**Set exercise**
Switch every "Dataset batch spec" in the lines below to "Labeling batch spec" and give the lines again with nothing else changed.

**Records supplied**
════════════════════

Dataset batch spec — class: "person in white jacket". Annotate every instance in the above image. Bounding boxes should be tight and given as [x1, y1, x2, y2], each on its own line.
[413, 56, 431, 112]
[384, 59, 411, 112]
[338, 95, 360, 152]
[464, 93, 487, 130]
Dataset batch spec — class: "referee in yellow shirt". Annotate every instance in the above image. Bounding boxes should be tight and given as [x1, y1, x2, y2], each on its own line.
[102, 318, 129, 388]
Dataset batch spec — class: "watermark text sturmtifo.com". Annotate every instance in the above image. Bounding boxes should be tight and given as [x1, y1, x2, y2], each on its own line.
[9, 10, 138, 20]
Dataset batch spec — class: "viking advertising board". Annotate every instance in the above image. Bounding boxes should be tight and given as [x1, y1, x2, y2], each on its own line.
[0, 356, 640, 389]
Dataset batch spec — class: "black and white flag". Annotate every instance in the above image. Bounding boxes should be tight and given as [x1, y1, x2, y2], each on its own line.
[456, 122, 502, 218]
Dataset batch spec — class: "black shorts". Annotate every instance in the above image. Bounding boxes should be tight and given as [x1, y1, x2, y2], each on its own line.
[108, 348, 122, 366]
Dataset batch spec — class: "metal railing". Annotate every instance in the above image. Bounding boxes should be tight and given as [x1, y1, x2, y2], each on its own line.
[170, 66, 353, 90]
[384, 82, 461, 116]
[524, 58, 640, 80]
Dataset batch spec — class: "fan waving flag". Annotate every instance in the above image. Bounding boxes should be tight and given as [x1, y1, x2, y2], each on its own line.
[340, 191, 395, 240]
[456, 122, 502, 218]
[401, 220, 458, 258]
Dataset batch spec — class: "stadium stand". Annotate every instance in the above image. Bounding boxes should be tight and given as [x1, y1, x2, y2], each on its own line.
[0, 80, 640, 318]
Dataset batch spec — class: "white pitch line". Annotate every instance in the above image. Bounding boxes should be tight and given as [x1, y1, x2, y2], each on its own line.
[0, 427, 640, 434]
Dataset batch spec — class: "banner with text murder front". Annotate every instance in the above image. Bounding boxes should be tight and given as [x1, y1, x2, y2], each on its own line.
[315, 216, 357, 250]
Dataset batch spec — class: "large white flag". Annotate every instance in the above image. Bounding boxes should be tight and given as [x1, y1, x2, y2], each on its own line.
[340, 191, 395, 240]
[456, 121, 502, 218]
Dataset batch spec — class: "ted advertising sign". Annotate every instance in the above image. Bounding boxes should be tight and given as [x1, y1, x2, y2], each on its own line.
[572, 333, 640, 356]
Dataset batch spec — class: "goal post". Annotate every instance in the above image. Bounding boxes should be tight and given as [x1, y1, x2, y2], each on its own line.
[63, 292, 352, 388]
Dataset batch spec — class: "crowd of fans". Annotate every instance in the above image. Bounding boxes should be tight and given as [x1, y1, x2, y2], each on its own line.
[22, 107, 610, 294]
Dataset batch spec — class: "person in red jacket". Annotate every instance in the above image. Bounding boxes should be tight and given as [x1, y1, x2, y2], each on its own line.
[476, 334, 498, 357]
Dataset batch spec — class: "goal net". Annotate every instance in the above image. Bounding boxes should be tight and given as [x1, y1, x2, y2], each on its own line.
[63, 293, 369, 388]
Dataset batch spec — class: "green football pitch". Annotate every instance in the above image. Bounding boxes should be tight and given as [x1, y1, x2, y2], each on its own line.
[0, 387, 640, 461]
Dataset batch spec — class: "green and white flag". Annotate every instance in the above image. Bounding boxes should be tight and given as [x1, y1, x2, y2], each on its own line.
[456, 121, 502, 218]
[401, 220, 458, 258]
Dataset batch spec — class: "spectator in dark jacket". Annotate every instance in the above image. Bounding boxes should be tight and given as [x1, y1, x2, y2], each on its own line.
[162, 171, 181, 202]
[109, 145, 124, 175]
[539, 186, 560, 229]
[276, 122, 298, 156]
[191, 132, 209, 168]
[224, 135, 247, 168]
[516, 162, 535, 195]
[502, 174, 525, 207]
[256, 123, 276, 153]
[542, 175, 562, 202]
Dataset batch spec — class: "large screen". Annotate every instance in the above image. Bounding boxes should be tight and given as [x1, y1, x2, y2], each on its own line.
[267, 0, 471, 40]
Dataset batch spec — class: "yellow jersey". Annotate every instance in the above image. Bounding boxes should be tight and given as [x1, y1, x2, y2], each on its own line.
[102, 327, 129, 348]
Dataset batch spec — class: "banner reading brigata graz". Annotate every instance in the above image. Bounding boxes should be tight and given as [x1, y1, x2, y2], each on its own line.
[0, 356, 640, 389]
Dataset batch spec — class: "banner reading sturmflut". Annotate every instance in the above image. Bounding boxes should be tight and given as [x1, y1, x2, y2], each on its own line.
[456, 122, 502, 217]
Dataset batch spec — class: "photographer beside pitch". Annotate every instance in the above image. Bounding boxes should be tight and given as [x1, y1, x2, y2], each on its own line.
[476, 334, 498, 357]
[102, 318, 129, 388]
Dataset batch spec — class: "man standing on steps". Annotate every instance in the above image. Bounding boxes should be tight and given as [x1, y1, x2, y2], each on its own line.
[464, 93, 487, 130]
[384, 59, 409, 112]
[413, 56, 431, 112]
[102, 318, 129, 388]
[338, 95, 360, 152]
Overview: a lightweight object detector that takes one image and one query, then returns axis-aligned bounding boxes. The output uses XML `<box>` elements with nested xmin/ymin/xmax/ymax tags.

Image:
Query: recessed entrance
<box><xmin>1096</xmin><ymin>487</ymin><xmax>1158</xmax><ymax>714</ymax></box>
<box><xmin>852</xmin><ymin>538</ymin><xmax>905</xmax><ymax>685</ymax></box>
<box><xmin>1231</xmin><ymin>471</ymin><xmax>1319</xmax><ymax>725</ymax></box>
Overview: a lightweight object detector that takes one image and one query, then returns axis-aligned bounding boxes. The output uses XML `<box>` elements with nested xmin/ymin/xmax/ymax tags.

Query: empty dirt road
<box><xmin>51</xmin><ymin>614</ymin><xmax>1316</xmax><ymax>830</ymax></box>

════════════════════

**Written response**
Labeling batch spec — class: "person in white jacket". Annotate every instance in the above image. Bounding boxes should be tight and given as [x1, y1, x2, y2], each on its own line.
[413, 56, 431, 112]
[384, 59, 411, 112]
[338, 95, 360, 152]
[464, 93, 487, 130]
Labeling batch spec — class: "referee in yellow shirt". Annotate every instance in the above image. Bounding boxes should be tight and given as [x1, y1, x2, y2], each on its own line.
[102, 318, 129, 388]
Labeling batch spec — class: "watermark text sturmtifo.com". Annotate every instance in the above image. Bounding boxes should be tight and given as [x1, y1, x2, y2], each on its own line.
[9, 10, 138, 20]
Labeling batch spec — class: "viking advertising board". Annotate every instance in the above image. Bounding boxes should be tight and given as [x1, y1, x2, y2], each on its own line.
[0, 356, 640, 389]
Labeling batch spec — class: "black and white flag". Annotate every instance in the above image. Bounding boxes should be tight and given as [x1, y1, x2, y2], each on its own line.
[456, 122, 502, 218]
Labeling batch spec — class: "black shorts". Annotate every instance in the above image. Bounding boxes should be tight and given as [x1, y1, x2, y2], each on its own line.
[108, 348, 122, 366]
Labeling batch spec — class: "metal railing". Annotate every instance in the above image. Bounding boxes should be tight and given as [x1, y1, x2, y2], each on its own line.
[170, 66, 353, 90]
[384, 82, 461, 116]
[524, 58, 640, 80]
Labeling batch spec — class: "fan waving flag". Annotate every instance in the above image. Bounding boxes should be tight and given as [x1, y1, x2, y2], each on its own line.
[340, 191, 395, 240]
[456, 122, 502, 218]
[401, 220, 458, 258]
Labeling batch spec — class: "stadium stand". Annotate every instance in the above image. Bounding boxes should be tight and given as [x1, y1, x2, y2], each on its own line.
[0, 80, 640, 318]
Labeling batch spec — class: "white pitch line". Annotate every instance in the above image. Bounding boxes should be tight and given as [x1, y1, x2, y2], each on its own line.
[0, 427, 640, 434]
Labeling batch spec — class: "banner with text murder front". Annotate every instance in the above image. Bounding boxes should be tight and given as [x1, y1, x2, y2], each on its own line.
[315, 216, 357, 250]
Labeling batch spec — class: "large white flag". Annotate every instance in the above image. Bounding boxes should be tight and given as [x1, y1, x2, y2], each on its own line.
[340, 191, 395, 240]
[456, 121, 502, 218]
Labeling batch spec — class: "ted advertising sign". Annotate every instance in the above image. Bounding boxes should be tight and given as [x1, y1, x2, y2], each on its own line.
[572, 333, 640, 356]
Labeling batch spec — class: "goal post". Annotate every instance in the above image. Bounding boxes should be tight and given as [x1, y1, x2, y2], each on its own line.
[63, 292, 352, 388]
Labeling batch spec — class: "crowd of fans". Annotate every instance in the above image. Bounding boxes should be tight and given as [x1, y1, x2, y2], each on its own line.
[22, 107, 610, 294]
Labeling batch spec — class: "person in red jacket". Annotate every instance in the above image. Bounding boxes should be tight and given as [x1, y1, x2, y2], each on its own line.
[476, 334, 498, 357]
Labeling batch spec — class: "goal net". Annotate every instance in the above image. Bounding boxes should be tight and given as [x1, y1, x2, y2], each on its own line.
[63, 293, 369, 388]
Labeling batch spec — class: "green football pitch". Annotate every instance in the above image. Bounding boxes should be tight and given as [x1, y1, x2, y2], each on its own line.
[0, 387, 640, 461]
Labeling batch spec — class: "green and white flag". Annotate every instance in the above image. Bounding boxes should be tight and given as [x1, y1, x2, y2], each on its own line.
[456, 121, 502, 218]
[401, 220, 458, 258]
Labeling batch spec — class: "spectator in dark jacket". Annotate every instance in the above image. Bounding boxes should be tight and given as [x1, y1, x2, y2], each on its own line.
[162, 171, 181, 202]
[109, 145, 124, 175]
[539, 186, 560, 229]
[276, 122, 298, 156]
[191, 132, 209, 168]
[224, 135, 247, 168]
[516, 162, 535, 195]
[502, 174, 525, 207]
[256, 123, 276, 153]
[542, 175, 562, 202]
Labeling batch spec — class: "large screen". Annotate every instance in the above image. Bounding boxes should be tight and given as [x1, y1, x2, y2], each on its own line.
[267, 0, 471, 40]
Labeling batch spec — class: "yellow jersey". Annotate every instance in the above image. Bounding boxes should be tight and given as [x1, y1, x2, y2], each on its own line.
[102, 327, 129, 348]
Labeling batch spec — class: "banner reading brigata graz". Annotate every instance in the above image. Bounding boxes should be tight and given as [x1, y1, x2, y2], each on its own line.
[0, 356, 640, 389]
Labeling batch spec — class: "banner reading sturmflut". Annotate every instance in the above image. Bounding boxes should be tight and given as [x1, y1, x2, y2], each on its own line.
[456, 122, 502, 217]
Labeling batch spec — class: "photographer beside pitch". Annotate every instance in the above image. Bounding boxes should be tight and given as [x1, y1, x2, y2], each on its own line.
[476, 334, 498, 357]
[102, 318, 129, 388]
Labeling batch spec — class: "man standing on steps". Annotate every instance in the above image. Bounding boxes should be tight and given as [x1, y1, x2, y2], each on its own line.
[464, 93, 487, 130]
[384, 59, 409, 112]
[413, 56, 431, 112]
[102, 318, 129, 388]
[338, 95, 360, 152]
Overview: a lightweight object detector that takes one image and one query, then returns axis-aligned bounding boxes. The output uses XML `<box>` elements with nested xmin/ymin/xmax/ymax tags.

Image:
Query: recessed entrance
<box><xmin>1096</xmin><ymin>487</ymin><xmax>1158</xmax><ymax>714</ymax></box>
<box><xmin>852</xmin><ymin>538</ymin><xmax>905</xmax><ymax>685</ymax></box>
<box><xmin>1231</xmin><ymin>471</ymin><xmax>1319</xmax><ymax>725</ymax></box>
Overview: a lightweight object detector that takes one image and one query, then returns axis-aligned bounding boxes. The output uses XML `<box>` elements with nested xmin/ymin/xmax/ymax tags.

Query: empty dirt road
<box><xmin>51</xmin><ymin>614</ymin><xmax>1316</xmax><ymax>830</ymax></box>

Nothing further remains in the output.